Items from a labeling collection
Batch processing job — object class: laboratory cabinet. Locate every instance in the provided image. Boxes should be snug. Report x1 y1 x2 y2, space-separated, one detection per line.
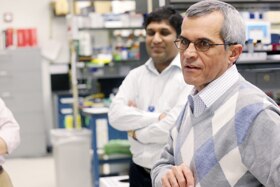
0 48 47 157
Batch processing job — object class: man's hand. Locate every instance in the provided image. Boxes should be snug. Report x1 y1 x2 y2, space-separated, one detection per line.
161 163 194 187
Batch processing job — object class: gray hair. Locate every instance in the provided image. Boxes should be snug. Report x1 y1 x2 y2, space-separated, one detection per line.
186 0 246 45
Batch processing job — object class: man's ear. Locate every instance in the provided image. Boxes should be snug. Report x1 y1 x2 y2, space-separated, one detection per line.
229 44 243 64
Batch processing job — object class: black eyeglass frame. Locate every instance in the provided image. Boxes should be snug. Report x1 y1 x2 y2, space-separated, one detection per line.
174 38 238 52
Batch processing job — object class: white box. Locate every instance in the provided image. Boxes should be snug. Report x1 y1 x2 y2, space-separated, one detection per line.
99 175 129 187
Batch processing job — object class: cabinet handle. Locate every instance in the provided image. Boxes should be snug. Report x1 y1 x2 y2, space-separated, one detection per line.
0 71 9 77
1 92 12 99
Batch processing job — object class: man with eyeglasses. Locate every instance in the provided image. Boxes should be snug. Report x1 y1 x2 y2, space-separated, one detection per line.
151 0 280 187
108 7 192 187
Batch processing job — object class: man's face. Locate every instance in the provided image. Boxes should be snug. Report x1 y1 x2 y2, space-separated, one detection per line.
146 21 178 71
180 12 232 91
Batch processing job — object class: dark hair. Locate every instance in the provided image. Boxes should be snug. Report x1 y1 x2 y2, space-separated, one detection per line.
144 6 183 36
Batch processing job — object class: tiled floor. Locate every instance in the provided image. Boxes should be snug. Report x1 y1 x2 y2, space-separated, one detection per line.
3 155 55 187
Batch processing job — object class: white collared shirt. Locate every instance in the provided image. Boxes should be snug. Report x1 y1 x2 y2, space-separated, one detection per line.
0 99 20 165
109 55 192 168
188 65 239 117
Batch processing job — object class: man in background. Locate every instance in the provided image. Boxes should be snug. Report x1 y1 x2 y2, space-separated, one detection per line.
0 99 20 187
152 0 280 187
109 7 191 187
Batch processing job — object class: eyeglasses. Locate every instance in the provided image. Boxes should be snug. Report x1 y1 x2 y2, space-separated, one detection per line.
174 38 237 52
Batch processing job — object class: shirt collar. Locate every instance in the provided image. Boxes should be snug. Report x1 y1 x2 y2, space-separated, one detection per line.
188 65 239 116
145 54 181 74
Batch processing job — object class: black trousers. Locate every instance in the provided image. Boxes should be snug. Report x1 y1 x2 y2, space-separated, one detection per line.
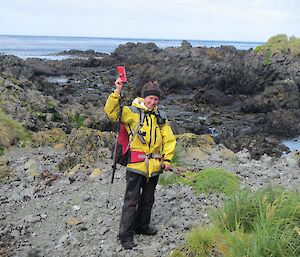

__Challenge__. Copy the stretch of the material above from the line containing "Batch processing job — object class: gray" through the line containing "108 7 192 187", including both of those lines, with every character unchanged.

__Output below__.
Batch processing job — object class: gray hair. Locate every instance in the provided image. Boxes should be snug. Report x1 y1 x2 y2, space-separated, one detection per line.
186 0 246 45
Batch processing job — object class: man's ear. Locate every instance in the provided image. Boxes should be snug. Report x1 y1 x2 y2, space-separated, one detection per line.
229 44 243 64
Batch processing job — object class: black eyeglass frame. Locate every instance in the provided image. Boxes should be snug. Report x1 y1 x2 y2, space-separated, one detection per line.
174 38 238 52
Batch processing job — object class: white box. Locate every instance in the provided image. Boxes should be snug. Report x1 y1 x2 y2, space-separated, one detection per line.
99 175 129 187
Batch processing job — object class: cabinet handle. Locate every instance in the provided image. Boxes should be snug. Report x1 y1 x2 y2, space-separated, one detection per line.
0 71 9 77
1 92 12 99
Batch processing job — object class: man with eyeglasses. Locate every instance in the provided image. Boxes should be snug. Report x1 y1 x2 y2, space-separated, one detection per line.
151 0 280 187
108 7 192 187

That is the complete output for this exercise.